▸ Texte fourni
M. Jean-Michel Baer, directeur à la Direction « Culture, Politique audiovisuelle et Sport » à la Commission européenne
Il ne
faut surtout pas voir l'Europe seulement comme une
« menace »...
Nous observons depuis une bonne dizaine d'années que la
régulation que nous exerçons est effectivement à l'oeuvre.
Elle a plutôt conforté un modèle européen de la
radiodiffusion, à un étage évidemment combiné avec
les étages nationaux, puisqu'elle est l'émanation d'un
état d'esprit et d'un « projet audiovisuel » dont on
retrouve un peu partout les composantes : système mixte
public-privé, prise en compte des intérêts
généraux de la société, respect des
diversités culturelles, protection des consommateurs, des mineurs et de
la liberté humaine, respect de la liberté d'expression et du
pluralisme, protection des auteurs. Par ailleurs, la tendance à la
constitution d'organismes de régulation autonome, indépendants
des pouvoirs politiques, est une orientation très forte au niveau
européen.
L'étage européen est intervenu en fonction de missions qui lui
ont été confiées par le Traité, ceci dans le
domaine de la liberté de circulation des oeuvres, dans le domaine de la
concurrence, en intervenant pour les grandes fusions, dans le domaine des aides
d'États et dans celui du respect de l'équilibre entre
télévisions publiques et privées.
Nous intervenons aussi selon les positions que défend l'Union
européenne à l'Organisation Mondiale du Commerce. Vous savez par
exemple que la Commission n'a pas pris d'engagement en termes de
libéralisation, ce qui fait que les instruments de promotion des oeuvres
européennes, qui figurent à la fois dans les textes
européens et dans les textes nationaux, pourront continuer à
exercer leurs effets bénéfiques.
Nous en sommes aujourd'hui au réexamen de la directive
Télévision sans Frontières. La question porte sur les
fondamentaux de ce modèle européen, considérant que cette
régulation concerne maintenant les 25 pays de l'Union plus trois pays de
l'Espace économique européen. Il ne s'agit pas d'une remise en
cause du modèle, mais de revoir la façon de le réguler.
Les grands chantiers que sont les différents chapitres de la directive
vont faire l'objet d'une consultation en profondeur.

▸ Matériel fourni
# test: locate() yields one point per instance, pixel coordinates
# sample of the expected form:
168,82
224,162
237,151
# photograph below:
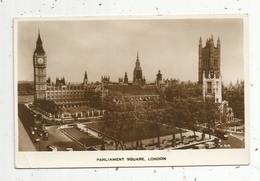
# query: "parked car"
210,145
199,146
69,149
52,148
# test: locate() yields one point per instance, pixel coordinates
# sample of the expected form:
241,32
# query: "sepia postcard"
131,91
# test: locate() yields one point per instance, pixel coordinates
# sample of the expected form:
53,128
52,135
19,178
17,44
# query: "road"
25,143
234,142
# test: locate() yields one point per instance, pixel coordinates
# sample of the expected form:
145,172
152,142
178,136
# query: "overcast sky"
110,47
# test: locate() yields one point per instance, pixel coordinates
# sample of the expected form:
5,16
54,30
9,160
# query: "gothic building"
209,59
62,93
125,78
138,78
39,65
159,79
209,70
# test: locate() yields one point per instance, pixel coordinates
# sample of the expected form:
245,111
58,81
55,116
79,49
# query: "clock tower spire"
39,66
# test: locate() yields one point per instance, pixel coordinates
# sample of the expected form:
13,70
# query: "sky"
109,47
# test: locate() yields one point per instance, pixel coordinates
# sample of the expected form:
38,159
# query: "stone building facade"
209,70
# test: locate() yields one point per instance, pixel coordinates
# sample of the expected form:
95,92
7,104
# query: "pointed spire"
39,48
218,42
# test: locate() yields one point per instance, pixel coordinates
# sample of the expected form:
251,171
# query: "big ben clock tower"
39,66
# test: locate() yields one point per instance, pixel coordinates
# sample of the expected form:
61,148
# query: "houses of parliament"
65,94
75,94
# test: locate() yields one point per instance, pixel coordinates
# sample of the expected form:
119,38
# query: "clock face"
40,61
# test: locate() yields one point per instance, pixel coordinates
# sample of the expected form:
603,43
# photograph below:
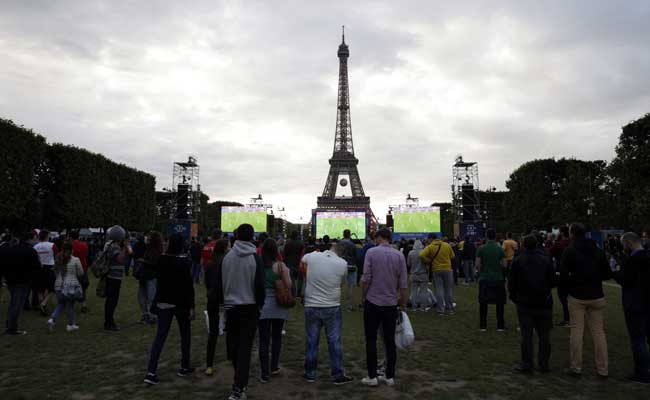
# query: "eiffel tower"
343,161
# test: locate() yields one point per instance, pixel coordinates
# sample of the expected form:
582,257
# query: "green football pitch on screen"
334,223
232,217
417,221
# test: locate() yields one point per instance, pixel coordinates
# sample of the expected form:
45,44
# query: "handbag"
100,290
283,295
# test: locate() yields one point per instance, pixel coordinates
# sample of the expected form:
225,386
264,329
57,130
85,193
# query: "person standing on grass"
174,299
242,277
273,316
469,255
634,278
325,271
421,297
19,263
556,252
510,247
439,255
491,265
532,276
195,255
384,287
294,249
45,279
214,293
118,251
147,276
80,250
584,268
68,270
350,256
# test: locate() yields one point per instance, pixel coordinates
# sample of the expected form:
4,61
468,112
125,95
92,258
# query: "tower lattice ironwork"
343,161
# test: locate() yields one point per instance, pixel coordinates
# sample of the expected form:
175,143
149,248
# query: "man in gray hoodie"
242,280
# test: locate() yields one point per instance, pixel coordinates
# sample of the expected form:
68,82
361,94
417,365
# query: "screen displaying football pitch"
232,217
333,223
416,220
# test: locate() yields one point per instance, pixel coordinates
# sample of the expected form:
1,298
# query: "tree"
629,172
20,156
547,193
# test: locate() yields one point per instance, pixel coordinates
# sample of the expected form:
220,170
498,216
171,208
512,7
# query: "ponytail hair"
63,258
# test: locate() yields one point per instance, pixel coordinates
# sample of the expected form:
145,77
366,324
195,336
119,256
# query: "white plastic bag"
404,336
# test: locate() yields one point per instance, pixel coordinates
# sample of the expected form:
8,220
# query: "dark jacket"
175,284
634,278
293,252
213,283
532,277
583,269
20,262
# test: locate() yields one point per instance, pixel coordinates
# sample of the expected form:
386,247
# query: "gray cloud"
250,87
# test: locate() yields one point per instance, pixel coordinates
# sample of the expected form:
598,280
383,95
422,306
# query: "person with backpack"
68,270
145,273
19,263
174,299
215,298
242,277
439,255
273,315
584,268
44,282
634,278
532,276
491,265
116,252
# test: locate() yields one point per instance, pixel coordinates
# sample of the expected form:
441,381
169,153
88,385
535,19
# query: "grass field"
450,359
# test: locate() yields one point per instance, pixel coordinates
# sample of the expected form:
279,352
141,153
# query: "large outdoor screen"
333,223
232,217
416,220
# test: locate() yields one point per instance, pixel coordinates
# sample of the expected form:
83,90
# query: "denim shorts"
352,278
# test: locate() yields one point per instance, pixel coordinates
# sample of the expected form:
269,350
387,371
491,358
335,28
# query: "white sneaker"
369,382
389,382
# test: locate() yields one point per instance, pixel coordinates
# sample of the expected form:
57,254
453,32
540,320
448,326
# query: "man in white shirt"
325,273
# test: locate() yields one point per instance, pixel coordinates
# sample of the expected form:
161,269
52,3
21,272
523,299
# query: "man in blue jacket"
634,278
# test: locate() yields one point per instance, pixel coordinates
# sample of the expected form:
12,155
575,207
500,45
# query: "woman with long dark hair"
68,270
145,273
174,299
272,316
215,297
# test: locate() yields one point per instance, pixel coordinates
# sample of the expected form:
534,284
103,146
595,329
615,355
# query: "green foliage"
550,192
70,187
20,155
629,173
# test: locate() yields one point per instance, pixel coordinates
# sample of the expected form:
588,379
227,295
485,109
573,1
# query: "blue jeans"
444,281
164,324
66,304
146,293
331,319
18,295
196,271
468,269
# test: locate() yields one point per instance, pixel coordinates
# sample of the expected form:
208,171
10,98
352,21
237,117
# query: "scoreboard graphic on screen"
333,223
416,220
232,217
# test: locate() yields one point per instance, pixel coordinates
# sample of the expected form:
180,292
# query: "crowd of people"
252,282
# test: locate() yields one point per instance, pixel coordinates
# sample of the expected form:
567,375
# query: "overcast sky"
249,87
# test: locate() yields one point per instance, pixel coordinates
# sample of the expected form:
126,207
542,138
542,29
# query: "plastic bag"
404,336
222,321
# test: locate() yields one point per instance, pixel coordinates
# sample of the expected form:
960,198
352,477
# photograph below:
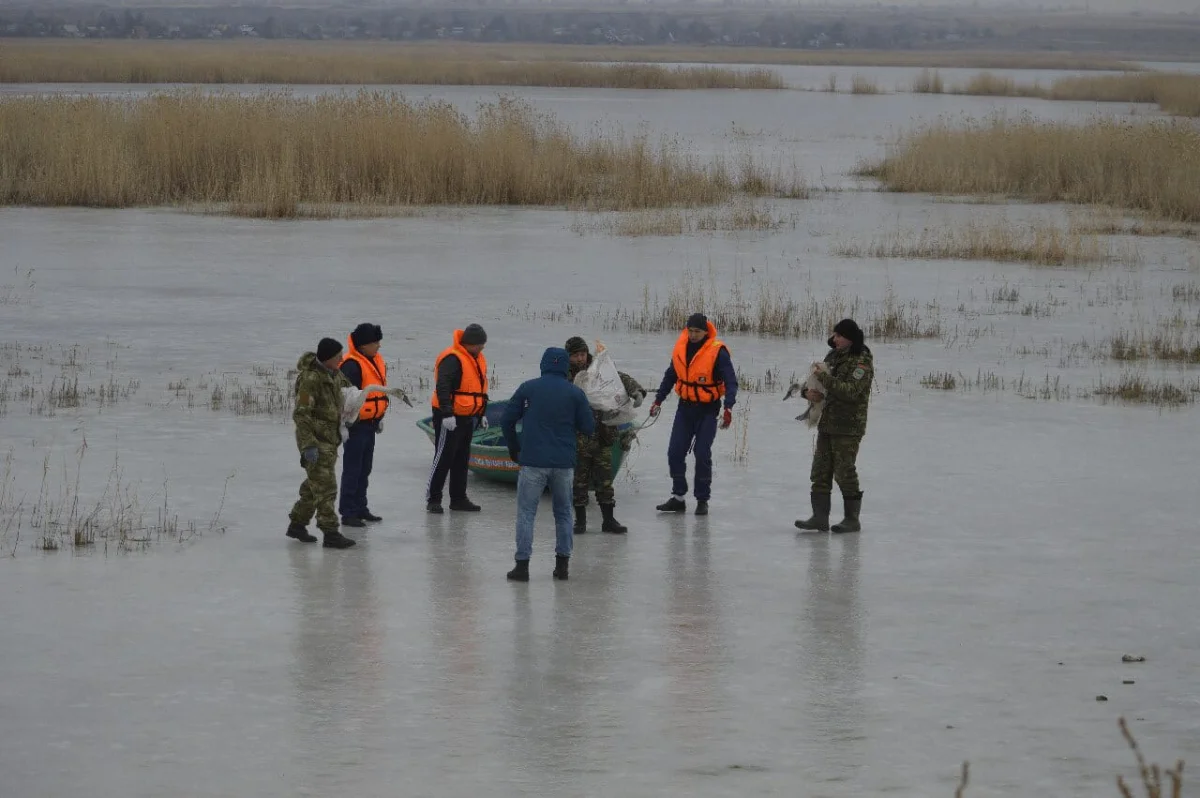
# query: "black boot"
672,505
521,573
820,520
300,533
852,505
463,505
610,523
337,540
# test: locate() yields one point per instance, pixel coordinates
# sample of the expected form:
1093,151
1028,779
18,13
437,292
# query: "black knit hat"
850,330
473,334
365,334
327,349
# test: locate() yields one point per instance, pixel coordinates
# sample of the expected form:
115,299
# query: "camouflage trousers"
834,460
318,492
593,468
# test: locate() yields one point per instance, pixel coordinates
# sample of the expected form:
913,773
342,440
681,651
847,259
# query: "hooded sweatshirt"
551,412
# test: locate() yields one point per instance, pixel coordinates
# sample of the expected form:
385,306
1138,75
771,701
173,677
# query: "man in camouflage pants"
593,454
843,425
318,420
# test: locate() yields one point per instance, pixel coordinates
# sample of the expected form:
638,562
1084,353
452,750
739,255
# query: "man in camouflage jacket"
593,454
847,390
318,419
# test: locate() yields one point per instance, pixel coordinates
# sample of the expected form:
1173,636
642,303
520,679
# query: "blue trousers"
532,481
358,456
695,426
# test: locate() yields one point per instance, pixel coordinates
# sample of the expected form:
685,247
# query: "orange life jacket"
696,381
375,372
472,393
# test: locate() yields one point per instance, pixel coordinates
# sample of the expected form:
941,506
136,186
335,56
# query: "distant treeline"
802,29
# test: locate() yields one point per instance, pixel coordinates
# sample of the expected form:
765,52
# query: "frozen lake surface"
1017,540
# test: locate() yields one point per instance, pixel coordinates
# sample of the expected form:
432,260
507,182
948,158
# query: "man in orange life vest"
702,375
363,365
460,397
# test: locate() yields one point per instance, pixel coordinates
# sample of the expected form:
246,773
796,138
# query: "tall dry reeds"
42,60
861,84
270,154
1149,166
293,63
1173,91
988,84
929,82
1039,244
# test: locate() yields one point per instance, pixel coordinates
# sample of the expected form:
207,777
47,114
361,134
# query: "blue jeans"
358,457
531,484
694,423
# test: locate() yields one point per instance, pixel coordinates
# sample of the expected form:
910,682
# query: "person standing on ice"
847,383
552,413
702,375
318,420
460,399
363,365
593,462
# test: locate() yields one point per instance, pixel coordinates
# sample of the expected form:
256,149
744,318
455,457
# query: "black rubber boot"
337,540
672,505
820,520
521,573
852,505
300,533
611,523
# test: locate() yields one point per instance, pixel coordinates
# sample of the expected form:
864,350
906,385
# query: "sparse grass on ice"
1039,244
330,61
1174,93
297,63
744,216
1146,166
273,155
768,309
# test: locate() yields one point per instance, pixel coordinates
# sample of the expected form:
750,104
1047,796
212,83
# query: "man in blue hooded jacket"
552,412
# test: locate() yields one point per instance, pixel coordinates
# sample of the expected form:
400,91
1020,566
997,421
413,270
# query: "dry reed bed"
1152,167
67,515
1037,244
270,154
741,216
1173,91
48,61
274,64
768,309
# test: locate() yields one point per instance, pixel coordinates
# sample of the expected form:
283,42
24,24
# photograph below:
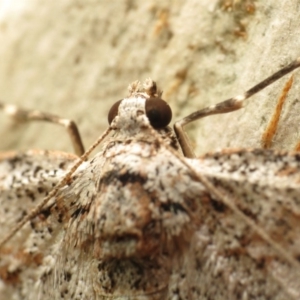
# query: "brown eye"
158,112
113,112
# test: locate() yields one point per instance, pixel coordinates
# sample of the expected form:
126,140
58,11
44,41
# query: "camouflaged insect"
138,221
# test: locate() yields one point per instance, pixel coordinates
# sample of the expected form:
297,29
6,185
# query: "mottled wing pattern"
25,179
125,235
231,260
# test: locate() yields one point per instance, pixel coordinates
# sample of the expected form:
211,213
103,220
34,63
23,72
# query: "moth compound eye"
113,112
158,112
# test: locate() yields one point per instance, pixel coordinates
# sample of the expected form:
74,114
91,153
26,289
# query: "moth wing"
232,259
25,179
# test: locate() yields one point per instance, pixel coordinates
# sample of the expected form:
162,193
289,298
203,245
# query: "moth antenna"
22,115
53,192
226,106
230,204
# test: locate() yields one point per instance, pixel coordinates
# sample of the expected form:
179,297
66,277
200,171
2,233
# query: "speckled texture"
138,222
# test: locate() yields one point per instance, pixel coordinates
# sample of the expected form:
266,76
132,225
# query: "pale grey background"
76,58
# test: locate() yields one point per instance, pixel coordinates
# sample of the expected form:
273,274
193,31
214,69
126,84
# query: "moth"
144,218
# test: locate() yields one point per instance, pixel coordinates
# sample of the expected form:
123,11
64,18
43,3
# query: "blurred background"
76,58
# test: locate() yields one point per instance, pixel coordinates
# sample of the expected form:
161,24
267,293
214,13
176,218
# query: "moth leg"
268,135
226,106
22,115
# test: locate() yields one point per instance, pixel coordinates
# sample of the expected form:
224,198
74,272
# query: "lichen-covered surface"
74,59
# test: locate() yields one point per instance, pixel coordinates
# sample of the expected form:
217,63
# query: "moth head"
156,109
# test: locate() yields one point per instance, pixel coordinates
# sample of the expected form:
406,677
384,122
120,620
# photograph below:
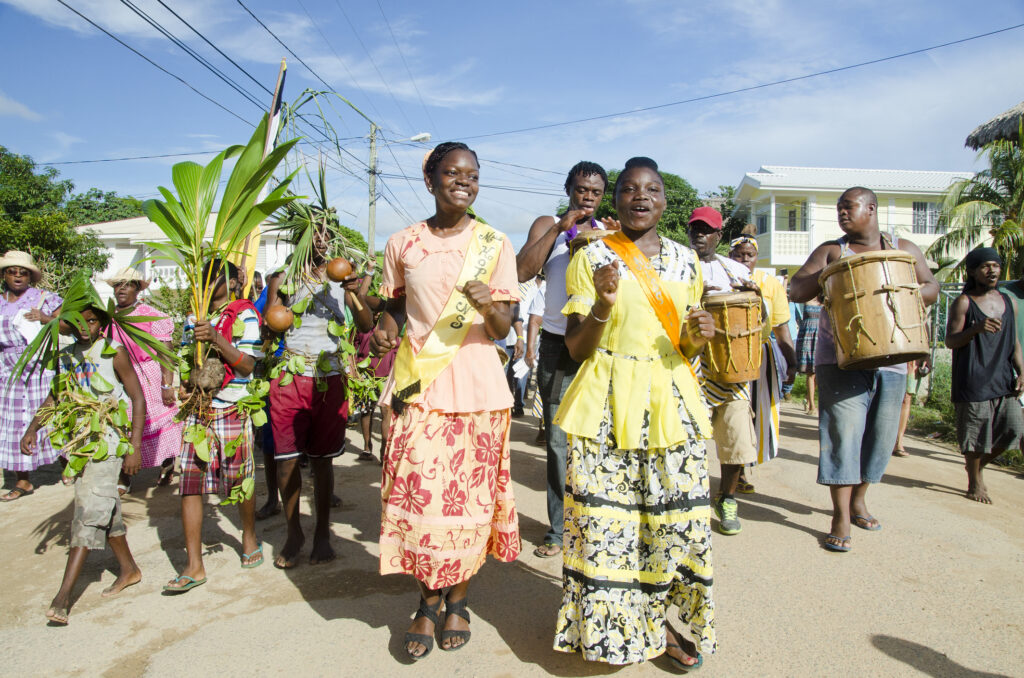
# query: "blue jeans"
555,370
858,423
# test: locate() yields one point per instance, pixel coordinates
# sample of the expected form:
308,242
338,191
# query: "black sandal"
422,638
456,607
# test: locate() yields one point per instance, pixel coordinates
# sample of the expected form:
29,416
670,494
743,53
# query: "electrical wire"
750,88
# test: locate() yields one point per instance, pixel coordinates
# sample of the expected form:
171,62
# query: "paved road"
937,592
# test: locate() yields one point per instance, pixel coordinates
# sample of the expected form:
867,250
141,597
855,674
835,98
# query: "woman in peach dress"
446,493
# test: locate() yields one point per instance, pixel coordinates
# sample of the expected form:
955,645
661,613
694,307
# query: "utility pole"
372,215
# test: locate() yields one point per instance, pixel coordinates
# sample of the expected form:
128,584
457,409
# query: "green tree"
24,191
987,208
682,199
95,206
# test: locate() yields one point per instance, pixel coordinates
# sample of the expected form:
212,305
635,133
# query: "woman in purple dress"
24,309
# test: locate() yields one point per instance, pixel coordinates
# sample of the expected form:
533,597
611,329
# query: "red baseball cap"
709,215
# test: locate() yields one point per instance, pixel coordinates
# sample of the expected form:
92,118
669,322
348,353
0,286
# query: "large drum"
876,309
733,355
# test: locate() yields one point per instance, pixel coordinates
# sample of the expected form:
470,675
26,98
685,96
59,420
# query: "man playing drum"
859,409
732,420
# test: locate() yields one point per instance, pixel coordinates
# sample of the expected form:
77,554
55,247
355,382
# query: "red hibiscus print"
450,574
416,564
488,449
507,548
454,500
409,496
453,426
457,459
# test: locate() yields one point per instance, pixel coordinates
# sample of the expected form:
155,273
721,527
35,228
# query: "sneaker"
726,509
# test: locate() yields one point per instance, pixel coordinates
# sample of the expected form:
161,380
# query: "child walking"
99,370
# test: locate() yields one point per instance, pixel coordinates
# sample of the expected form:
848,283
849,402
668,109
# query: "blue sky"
463,70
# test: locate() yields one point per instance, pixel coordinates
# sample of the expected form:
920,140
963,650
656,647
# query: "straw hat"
128,274
23,259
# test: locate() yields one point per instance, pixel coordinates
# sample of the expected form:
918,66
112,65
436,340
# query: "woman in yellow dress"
637,504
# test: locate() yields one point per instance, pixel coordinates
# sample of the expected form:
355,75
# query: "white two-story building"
794,208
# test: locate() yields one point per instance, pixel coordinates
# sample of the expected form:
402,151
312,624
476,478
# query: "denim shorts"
858,423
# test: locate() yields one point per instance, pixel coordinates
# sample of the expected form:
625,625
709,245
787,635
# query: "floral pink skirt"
162,435
446,496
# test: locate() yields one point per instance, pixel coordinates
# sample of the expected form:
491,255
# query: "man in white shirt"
732,420
547,250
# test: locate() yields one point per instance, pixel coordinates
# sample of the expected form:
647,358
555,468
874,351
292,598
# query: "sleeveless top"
824,348
94,373
312,338
983,370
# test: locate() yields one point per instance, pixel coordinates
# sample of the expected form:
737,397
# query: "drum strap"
650,283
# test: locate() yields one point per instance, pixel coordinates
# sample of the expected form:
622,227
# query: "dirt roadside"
936,592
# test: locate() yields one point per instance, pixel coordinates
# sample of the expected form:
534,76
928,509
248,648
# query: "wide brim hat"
23,259
128,274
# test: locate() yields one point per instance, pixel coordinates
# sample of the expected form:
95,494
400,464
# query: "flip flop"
457,607
248,556
193,583
544,550
843,546
679,665
864,522
422,638
18,494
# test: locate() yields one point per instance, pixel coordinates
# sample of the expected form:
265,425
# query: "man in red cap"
732,421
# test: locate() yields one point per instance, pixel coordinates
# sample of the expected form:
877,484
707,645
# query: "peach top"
424,268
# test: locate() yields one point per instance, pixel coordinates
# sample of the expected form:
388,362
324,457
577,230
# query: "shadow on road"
926,660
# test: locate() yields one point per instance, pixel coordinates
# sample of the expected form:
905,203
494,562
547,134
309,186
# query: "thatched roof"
1005,126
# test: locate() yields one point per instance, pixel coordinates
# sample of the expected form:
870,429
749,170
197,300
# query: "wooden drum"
733,356
876,309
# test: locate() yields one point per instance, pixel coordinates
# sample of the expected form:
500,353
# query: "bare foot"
322,552
57,613
122,582
681,649
979,494
289,555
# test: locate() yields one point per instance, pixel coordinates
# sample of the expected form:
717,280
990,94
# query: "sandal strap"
429,611
457,607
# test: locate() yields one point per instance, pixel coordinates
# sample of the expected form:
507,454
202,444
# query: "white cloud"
9,107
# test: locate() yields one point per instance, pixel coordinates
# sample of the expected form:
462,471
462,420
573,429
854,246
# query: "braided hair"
442,150
582,169
637,162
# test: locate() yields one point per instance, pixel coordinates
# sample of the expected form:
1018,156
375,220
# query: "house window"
762,223
926,218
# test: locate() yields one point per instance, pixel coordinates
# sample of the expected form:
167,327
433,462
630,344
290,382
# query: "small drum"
876,309
733,355
585,238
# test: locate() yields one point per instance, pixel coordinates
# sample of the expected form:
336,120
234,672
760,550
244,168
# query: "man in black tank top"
988,371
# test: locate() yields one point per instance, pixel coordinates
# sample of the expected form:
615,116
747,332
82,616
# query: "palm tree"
987,209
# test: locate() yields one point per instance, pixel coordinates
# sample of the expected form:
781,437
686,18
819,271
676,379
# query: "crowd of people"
613,321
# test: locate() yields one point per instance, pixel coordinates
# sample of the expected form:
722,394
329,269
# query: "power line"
745,89
373,62
152,62
406,64
192,52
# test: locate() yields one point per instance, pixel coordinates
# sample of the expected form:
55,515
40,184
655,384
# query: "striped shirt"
249,343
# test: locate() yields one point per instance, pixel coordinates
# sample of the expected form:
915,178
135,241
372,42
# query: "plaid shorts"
222,472
97,506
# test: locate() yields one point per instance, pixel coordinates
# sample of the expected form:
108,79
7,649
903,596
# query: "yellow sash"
413,374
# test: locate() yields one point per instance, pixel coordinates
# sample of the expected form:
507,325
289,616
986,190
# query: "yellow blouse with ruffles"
635,366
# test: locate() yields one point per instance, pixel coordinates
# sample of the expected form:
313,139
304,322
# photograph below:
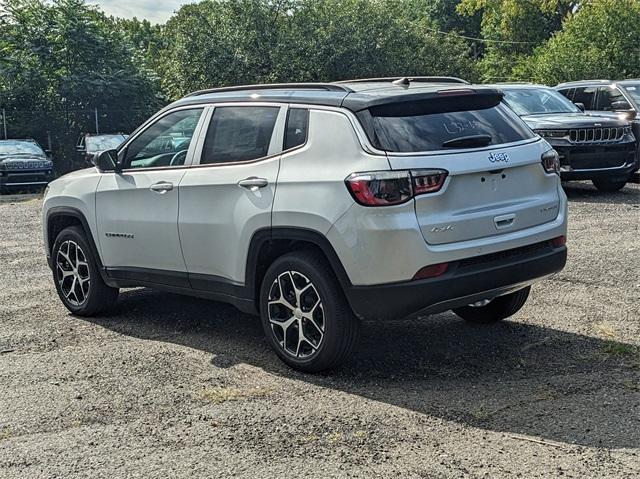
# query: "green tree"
512,29
599,41
217,43
60,61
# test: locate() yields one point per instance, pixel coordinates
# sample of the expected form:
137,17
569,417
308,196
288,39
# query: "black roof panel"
354,95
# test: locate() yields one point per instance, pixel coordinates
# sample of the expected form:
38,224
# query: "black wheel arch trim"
61,211
316,238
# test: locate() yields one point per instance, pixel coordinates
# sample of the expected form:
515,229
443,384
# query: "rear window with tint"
428,132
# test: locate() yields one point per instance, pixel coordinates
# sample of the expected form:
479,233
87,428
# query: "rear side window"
442,130
586,96
568,93
239,133
297,125
607,97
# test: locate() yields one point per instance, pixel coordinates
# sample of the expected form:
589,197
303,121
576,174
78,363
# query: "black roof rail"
405,80
275,86
586,81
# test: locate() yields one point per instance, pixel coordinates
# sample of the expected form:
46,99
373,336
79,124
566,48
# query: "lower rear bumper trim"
458,287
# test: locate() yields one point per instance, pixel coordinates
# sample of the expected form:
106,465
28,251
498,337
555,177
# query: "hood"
565,121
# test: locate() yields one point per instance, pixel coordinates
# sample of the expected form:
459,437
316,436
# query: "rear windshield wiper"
468,141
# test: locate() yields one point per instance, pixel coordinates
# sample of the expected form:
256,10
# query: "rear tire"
305,314
609,185
498,309
77,277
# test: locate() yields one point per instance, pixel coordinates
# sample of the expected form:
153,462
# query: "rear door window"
568,93
239,133
586,96
296,131
607,96
417,132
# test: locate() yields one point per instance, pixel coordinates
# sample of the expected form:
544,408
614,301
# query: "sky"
156,11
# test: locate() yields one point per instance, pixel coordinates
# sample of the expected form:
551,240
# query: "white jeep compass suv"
316,205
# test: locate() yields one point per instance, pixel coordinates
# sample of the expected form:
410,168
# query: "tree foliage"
599,41
243,41
61,59
513,28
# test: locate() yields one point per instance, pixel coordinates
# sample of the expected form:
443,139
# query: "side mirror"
108,161
620,106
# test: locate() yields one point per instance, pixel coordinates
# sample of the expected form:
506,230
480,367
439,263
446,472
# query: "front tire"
609,185
77,277
305,314
496,310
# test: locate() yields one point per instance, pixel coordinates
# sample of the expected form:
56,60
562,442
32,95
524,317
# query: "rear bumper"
465,282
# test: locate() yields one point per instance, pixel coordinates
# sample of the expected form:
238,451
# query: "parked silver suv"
315,205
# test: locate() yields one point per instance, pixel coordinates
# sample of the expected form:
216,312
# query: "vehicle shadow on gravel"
510,377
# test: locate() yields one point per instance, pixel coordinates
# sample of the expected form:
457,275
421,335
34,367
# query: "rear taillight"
431,271
385,188
559,241
551,162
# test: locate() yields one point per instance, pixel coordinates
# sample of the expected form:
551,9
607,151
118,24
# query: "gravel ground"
177,387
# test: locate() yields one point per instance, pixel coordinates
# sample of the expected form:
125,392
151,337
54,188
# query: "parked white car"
315,205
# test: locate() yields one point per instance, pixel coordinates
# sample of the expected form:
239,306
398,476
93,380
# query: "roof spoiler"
440,101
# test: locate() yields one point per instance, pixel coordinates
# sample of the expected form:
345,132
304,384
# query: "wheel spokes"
295,314
73,273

▸ Consigne A
Recopiez fidèlement le passage du texte sur la régulation audiovisuelle européenne, depuis « Nous intervenons aussi » jusqu'à « leurs effets bénéfiques. » inclus.
▸ Consigne B
Énumérez les domaines dans lesquels, d'après le texte sur la régulation audiovisuelle européenne, l'étage européen est intervenu en fonction des missions que lui a confiées le Traité.

▸ Réponse A
Nous intervenons aussi selon les positions que défend l'Union
européenne à l'Organisation Mondiale du Commerce. Vous savez par
exemple que la Commission n'a pas pris d'engagement en termes de
libéralisation, ce qui fait que les instruments de promotion des oeuvres
européennes, qui figurent à la fois dans les textes
européens et dans les textes nationaux, pourront continuer à
exercer leurs effets bénéfiques.

▸ Réponse B
- la liberté de circulation des oeuvres
- la concurrence, avec une intervention pour les grandes fusions
- les aides d'États
- le respect de l'équilibre entre télévisions publiques et privées